• [Objective]:
Retype the lines starting at the line that contains "trace --target star-shaped" and ending after the line that contains "[[[212,123],[212,143],[218,150],[225,150],[225,121]]]". Leave the pictures out of your copy.

• [Dataset items]:
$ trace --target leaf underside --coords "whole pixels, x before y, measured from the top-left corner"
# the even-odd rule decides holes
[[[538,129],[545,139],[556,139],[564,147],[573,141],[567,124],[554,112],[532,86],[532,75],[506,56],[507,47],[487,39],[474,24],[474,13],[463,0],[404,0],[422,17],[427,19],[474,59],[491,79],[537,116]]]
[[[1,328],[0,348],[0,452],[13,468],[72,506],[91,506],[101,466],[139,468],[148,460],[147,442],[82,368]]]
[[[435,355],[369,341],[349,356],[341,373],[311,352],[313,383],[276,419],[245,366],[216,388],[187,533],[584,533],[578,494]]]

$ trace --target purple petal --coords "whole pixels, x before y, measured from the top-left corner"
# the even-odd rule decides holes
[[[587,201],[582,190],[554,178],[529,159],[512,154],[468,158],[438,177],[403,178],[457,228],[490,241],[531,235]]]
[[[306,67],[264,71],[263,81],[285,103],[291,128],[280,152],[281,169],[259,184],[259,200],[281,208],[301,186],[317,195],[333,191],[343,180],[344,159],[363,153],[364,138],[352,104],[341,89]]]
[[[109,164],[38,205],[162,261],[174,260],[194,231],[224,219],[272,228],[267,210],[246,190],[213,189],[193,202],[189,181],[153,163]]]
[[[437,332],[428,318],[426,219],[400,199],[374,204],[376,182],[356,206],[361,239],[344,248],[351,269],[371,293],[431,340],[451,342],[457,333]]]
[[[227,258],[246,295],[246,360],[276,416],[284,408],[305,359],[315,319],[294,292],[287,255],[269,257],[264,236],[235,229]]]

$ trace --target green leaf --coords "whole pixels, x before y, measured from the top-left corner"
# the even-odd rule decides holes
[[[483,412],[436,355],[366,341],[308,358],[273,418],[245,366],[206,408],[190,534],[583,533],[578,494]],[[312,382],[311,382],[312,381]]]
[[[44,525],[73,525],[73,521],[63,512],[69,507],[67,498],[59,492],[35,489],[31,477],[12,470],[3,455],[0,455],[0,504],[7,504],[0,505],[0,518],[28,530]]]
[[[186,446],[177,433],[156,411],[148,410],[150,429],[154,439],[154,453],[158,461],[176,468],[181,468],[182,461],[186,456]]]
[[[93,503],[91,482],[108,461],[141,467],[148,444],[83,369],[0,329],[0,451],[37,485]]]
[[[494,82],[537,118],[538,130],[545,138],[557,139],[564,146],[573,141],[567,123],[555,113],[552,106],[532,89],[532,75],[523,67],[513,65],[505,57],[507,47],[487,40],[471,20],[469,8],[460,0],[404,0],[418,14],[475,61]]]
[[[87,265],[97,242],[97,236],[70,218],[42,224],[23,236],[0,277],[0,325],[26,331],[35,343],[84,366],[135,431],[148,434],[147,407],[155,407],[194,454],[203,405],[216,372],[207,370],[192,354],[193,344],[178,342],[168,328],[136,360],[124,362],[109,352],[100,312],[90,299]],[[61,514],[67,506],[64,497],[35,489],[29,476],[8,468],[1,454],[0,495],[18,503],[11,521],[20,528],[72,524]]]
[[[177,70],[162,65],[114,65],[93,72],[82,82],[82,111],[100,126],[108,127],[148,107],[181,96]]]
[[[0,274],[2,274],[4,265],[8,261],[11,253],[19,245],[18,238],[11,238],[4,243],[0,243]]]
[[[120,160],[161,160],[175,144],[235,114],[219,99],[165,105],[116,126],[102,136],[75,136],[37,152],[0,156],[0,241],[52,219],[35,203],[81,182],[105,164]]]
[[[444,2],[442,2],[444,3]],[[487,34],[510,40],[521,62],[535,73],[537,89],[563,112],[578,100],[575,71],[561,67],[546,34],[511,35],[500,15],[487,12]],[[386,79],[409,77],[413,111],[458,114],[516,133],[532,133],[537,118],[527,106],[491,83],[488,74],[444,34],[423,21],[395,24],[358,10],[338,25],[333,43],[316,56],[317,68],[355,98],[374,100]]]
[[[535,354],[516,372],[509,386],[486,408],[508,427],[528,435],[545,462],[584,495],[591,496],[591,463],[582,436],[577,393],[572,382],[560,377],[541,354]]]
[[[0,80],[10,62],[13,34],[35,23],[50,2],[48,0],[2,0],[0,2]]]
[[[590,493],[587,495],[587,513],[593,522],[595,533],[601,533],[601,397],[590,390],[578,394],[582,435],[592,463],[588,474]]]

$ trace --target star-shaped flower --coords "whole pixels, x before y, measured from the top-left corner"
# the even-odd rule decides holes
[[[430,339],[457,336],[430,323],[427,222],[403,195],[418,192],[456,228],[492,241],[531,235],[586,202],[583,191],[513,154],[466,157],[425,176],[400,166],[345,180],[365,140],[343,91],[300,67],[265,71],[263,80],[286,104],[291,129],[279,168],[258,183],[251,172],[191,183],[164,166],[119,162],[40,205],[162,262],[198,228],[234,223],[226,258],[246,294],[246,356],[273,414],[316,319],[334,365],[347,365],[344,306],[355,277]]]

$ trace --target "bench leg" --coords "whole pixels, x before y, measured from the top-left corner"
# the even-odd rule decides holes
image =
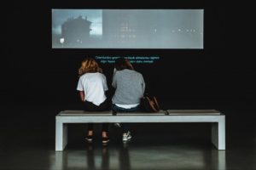
[[[62,151],[67,144],[67,124],[56,120],[55,151]]]
[[[212,123],[212,143],[218,150],[225,150],[225,121]]]

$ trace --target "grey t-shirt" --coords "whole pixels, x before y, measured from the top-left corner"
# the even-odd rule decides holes
[[[139,104],[145,90],[143,75],[128,69],[115,71],[112,86],[116,88],[112,99],[113,104]]]

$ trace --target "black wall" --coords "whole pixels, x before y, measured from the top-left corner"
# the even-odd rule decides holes
[[[253,64],[228,44],[227,7],[218,1],[9,2],[1,52],[3,102],[76,103],[77,71],[85,56],[158,55],[135,65],[162,101],[253,99]],[[52,49],[51,8],[204,8],[204,49]],[[3,26],[3,25],[2,25]],[[110,92],[113,65],[102,65]],[[110,94],[111,94],[110,93]]]

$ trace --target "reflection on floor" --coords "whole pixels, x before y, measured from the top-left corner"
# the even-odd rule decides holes
[[[100,125],[95,126],[95,140],[88,144],[86,125],[70,124],[62,152],[55,151],[55,116],[75,108],[5,105],[0,119],[0,169],[256,170],[254,105],[211,103],[202,107],[225,113],[226,150],[212,144],[210,123],[133,123],[132,140],[125,144],[120,130],[110,125],[107,146],[102,144]]]
[[[225,151],[191,146],[95,147],[55,152],[49,169],[226,169]]]

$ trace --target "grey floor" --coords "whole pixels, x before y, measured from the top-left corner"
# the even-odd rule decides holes
[[[70,124],[67,148],[55,152],[55,116],[61,108],[75,106],[3,105],[0,169],[256,169],[254,102],[212,105],[194,105],[226,114],[226,150],[211,144],[208,123],[131,123],[133,139],[128,144],[121,141],[120,129],[110,125],[107,146],[101,142],[100,124],[95,125],[92,144],[84,139],[85,124]],[[175,106],[194,109],[192,105]]]

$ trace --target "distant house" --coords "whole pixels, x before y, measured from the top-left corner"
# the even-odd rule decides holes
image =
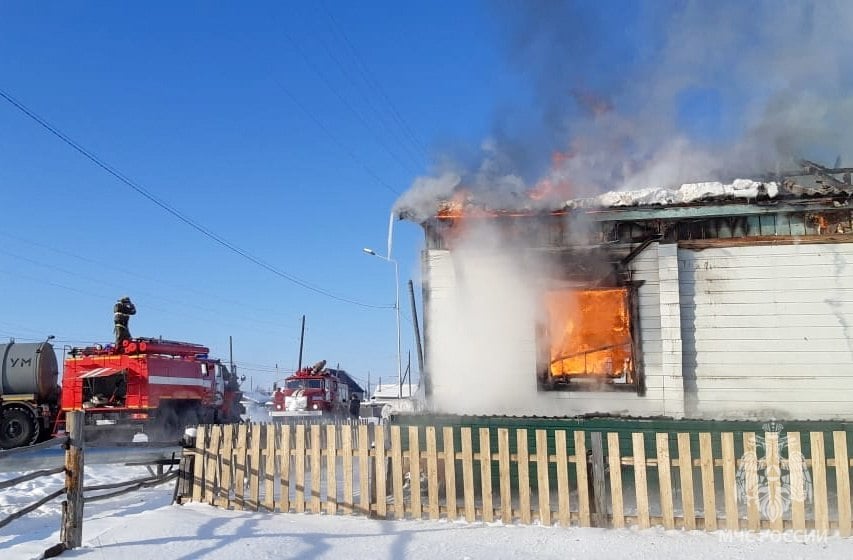
[[[413,411],[415,406],[412,402],[412,393],[417,391],[417,387],[412,386],[411,391],[408,383],[403,384],[402,391],[397,387],[396,383],[377,385],[370,395],[370,405],[374,407],[389,406],[394,412]],[[400,399],[401,393],[402,399]]]
[[[427,407],[853,420],[850,171],[412,213]]]
[[[329,372],[332,375],[336,375],[338,379],[342,380],[349,387],[349,394],[355,395],[358,397],[358,400],[364,400],[364,395],[366,391],[358,384],[358,382],[352,378],[350,374],[345,372],[342,369],[329,369]]]

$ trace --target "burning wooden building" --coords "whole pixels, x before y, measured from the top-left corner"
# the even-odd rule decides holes
[[[851,169],[608,193],[459,193],[426,219],[427,406],[853,419]]]

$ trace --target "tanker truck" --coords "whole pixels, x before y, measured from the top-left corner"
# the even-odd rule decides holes
[[[0,449],[51,436],[59,412],[58,377],[49,342],[0,344]]]

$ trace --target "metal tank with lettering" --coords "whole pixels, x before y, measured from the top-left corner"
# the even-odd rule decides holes
[[[59,407],[58,376],[49,342],[0,344],[0,449],[50,435]]]

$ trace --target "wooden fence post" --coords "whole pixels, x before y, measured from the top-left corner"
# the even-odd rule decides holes
[[[592,526],[606,527],[607,526],[607,495],[604,482],[604,443],[602,441],[601,432],[592,432],[590,434],[592,441],[592,480],[589,484],[589,493],[592,506]],[[586,460],[586,458],[578,457],[578,461]]]
[[[65,452],[65,490],[67,500],[62,508],[60,540],[66,550],[83,544],[83,412],[66,415],[69,434]]]

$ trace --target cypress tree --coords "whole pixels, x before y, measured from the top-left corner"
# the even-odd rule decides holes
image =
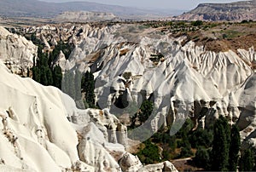
[[[81,79],[82,74],[79,71],[76,71],[75,77],[74,77],[74,83],[75,83],[75,100],[79,100],[82,99],[81,95]]]
[[[238,165],[239,150],[241,147],[239,129],[233,125],[231,129],[231,141],[230,145],[229,170],[236,171]]]
[[[140,112],[138,114],[138,118],[141,123],[144,123],[151,115],[154,106],[153,102],[148,100],[142,103]]]
[[[213,126],[213,141],[211,152],[211,169],[227,171],[229,164],[229,138],[230,138],[227,120],[220,116]]]
[[[53,85],[61,89],[62,72],[61,66],[55,66],[53,69]]]
[[[93,74],[86,72],[84,74],[84,80],[83,79],[82,83],[84,83],[83,85],[83,90],[85,92],[86,103],[89,105],[89,107],[95,107],[95,82]]]

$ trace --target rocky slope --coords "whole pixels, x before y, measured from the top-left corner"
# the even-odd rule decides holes
[[[241,126],[244,143],[251,139],[255,129],[256,54],[253,47],[215,53],[191,41],[182,46],[185,37],[173,38],[158,29],[140,26],[85,25],[81,28],[79,37],[75,31],[69,32],[76,48],[62,68],[94,72],[100,107],[109,108],[119,117],[131,109],[130,115],[135,113],[137,108],[132,106],[139,106],[142,100],[154,102],[150,119],[130,131],[130,135],[151,131],[141,135],[144,140],[161,125],[172,126],[172,135],[186,118],[190,117],[196,128],[207,127],[224,115]],[[117,107],[120,99],[129,106]]]
[[[241,21],[256,20],[256,1],[242,1],[230,3],[201,3],[195,9],[179,15],[183,20],[228,20]]]
[[[92,22],[101,20],[110,20],[117,19],[113,14],[101,13],[101,12],[89,12],[89,11],[78,11],[78,12],[64,12],[57,15],[54,20],[58,22]]]
[[[19,54],[15,48],[14,55]],[[24,51],[26,59],[33,52],[29,47]],[[2,60],[0,75],[1,169],[177,171],[170,162],[143,166],[126,152],[126,128],[109,110],[78,109],[67,95],[12,74]]]
[[[0,27],[0,59],[12,72],[26,75],[33,65],[38,47],[24,37],[12,34]]]

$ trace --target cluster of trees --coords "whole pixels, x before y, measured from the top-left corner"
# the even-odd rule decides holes
[[[61,89],[62,73],[59,66],[53,66],[48,53],[43,53],[42,46],[38,49],[38,59],[33,60],[32,79],[43,85],[53,85]]]
[[[207,170],[236,171],[238,167],[240,134],[236,125],[231,129],[225,118],[220,118],[213,126],[212,147],[197,150],[195,163]]]
[[[143,107],[146,106],[143,105]],[[148,106],[146,108],[150,109]],[[147,114],[145,110],[141,112]],[[194,157],[194,165],[206,170],[236,171],[237,168],[241,171],[256,169],[254,154],[250,149],[241,152],[240,155],[239,129],[236,125],[230,126],[225,118],[221,116],[207,129],[198,128],[195,131],[192,129],[190,119],[186,120],[175,135],[170,136],[170,129],[162,129],[143,143],[137,155],[144,163]],[[158,147],[163,151],[160,152]],[[193,150],[196,150],[195,154]]]

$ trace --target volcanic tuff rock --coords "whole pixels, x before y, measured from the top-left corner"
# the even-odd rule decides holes
[[[15,48],[13,51],[19,50]],[[144,167],[126,152],[125,126],[109,110],[78,109],[60,89],[12,74],[2,60],[0,88],[4,100],[0,101],[1,169],[177,171],[169,162]]]
[[[0,27],[0,59],[12,72],[26,76],[37,52],[38,47],[31,41]]]
[[[255,117],[255,84],[243,85],[255,72],[253,47],[237,53],[215,53],[191,41],[182,46],[185,37],[173,38],[157,29],[134,25],[85,25],[82,31],[68,66],[82,72],[90,67],[94,72],[96,100],[102,108],[109,108],[119,117],[132,109],[116,107],[119,100],[129,105],[140,104],[142,99],[154,102],[156,111],[146,123],[151,133],[141,135],[142,140],[162,124],[180,127],[190,117],[195,128],[207,127],[219,115],[243,126],[244,140],[251,137],[253,123],[243,114],[250,114],[253,120]],[[248,126],[250,132],[246,129]]]
[[[176,20],[256,20],[256,1],[230,3],[201,3],[195,9],[184,13]]]

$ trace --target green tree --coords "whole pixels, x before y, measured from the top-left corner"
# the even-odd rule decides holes
[[[194,158],[195,164],[197,167],[203,168],[207,170],[210,167],[210,155],[209,151],[206,148],[199,147]]]
[[[82,89],[85,92],[85,103],[89,107],[95,107],[95,94],[94,94],[95,81],[92,72],[88,71],[84,73],[82,78]],[[86,106],[85,106],[86,107]]]
[[[145,123],[147,119],[150,117],[152,114],[154,109],[153,102],[150,100],[144,100],[142,103],[140,112],[138,113],[138,118],[141,123]]]
[[[253,171],[254,166],[254,156],[250,149],[245,150],[240,159],[241,171]]]
[[[238,165],[239,150],[241,147],[239,129],[233,125],[231,129],[231,141],[230,145],[229,170],[236,171]]]
[[[62,72],[59,65],[53,69],[53,85],[61,89]]]
[[[145,147],[137,153],[142,163],[148,164],[160,162],[158,146],[152,144],[150,140],[147,140],[143,143]]]
[[[227,119],[220,116],[213,126],[213,141],[211,152],[212,170],[228,170],[230,138],[230,129]]]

• [Answer to the exercise]:
$ trace --target star-shaped flower --coords "whole pixels, x before y, measured from the top-left corner"
# the even-odd rule decides holes
[[[430,339],[457,336],[430,323],[427,222],[403,195],[418,192],[456,228],[492,241],[531,235],[586,202],[583,191],[513,154],[466,157],[425,176],[400,166],[345,180],[365,140],[343,91],[300,67],[265,71],[263,80],[286,104],[291,129],[279,168],[258,183],[251,172],[191,183],[164,166],[119,162],[40,205],[162,262],[198,228],[234,223],[226,258],[246,294],[246,356],[273,414],[316,319],[334,365],[347,365],[344,306],[355,277]]]

$ trace --target "bench leg" --coords "whole pixels, x before y, measured from the top-left corner"
# the even-odd rule decides holes
image =
[[[62,151],[67,144],[67,124],[56,120],[55,151]]]
[[[212,123],[212,143],[218,150],[225,150],[225,121]]]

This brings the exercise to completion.